[start WORKING DATA]
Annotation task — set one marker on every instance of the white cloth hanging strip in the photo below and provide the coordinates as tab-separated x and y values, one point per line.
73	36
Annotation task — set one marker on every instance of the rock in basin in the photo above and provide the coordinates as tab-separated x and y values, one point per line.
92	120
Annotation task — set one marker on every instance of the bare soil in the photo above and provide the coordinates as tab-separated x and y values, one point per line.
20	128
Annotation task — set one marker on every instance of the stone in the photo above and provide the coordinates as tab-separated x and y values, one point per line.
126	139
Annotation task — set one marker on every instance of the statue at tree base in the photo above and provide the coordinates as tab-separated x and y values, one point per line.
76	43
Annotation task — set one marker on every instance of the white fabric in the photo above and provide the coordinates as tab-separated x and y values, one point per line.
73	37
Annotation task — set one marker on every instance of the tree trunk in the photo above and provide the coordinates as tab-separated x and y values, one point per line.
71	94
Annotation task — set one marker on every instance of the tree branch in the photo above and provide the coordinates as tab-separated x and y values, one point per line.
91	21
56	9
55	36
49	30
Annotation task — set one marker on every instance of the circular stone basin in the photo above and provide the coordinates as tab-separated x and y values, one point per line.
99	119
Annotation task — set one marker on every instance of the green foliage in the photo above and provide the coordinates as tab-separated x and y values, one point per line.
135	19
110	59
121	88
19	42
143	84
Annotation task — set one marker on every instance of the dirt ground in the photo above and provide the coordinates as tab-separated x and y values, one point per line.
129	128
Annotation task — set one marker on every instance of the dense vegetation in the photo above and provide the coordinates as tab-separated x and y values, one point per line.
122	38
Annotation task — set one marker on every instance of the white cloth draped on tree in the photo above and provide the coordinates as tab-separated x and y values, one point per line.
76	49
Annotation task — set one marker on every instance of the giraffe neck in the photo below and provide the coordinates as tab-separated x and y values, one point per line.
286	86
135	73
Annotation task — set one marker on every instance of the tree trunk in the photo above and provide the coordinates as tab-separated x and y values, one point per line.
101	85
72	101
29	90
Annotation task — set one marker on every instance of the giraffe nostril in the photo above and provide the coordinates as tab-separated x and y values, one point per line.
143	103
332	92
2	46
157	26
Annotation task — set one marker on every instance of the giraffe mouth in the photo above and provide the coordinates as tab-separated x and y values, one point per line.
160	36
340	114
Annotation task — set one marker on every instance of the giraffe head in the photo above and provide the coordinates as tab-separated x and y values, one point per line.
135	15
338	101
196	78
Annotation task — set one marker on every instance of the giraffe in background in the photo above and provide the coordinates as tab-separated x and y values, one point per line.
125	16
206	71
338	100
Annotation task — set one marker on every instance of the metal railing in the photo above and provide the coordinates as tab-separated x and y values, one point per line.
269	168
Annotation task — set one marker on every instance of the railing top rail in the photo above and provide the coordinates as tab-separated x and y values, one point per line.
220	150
[end WORKING DATA]
#### WHAT THE TASK ASKS:
Rescale the lines starting with the line that contains "of the metal" and going on through the last line, restating the requests unchanged. Multiply every coordinate in the answers by 1.1 and round each to a whole number, with halves rounding up.

#### WRITTEN ANSWER:
Annotation task — set one marker on every instance of the metal railing in the photo above and provide the coordinates as tab-separated x and y values, one point per line.
296	185
Annotation task — set one marker on every instance of the railing top rail in the photo above and provide the coordinates as tab-separated x and y values, one point per line.
242	165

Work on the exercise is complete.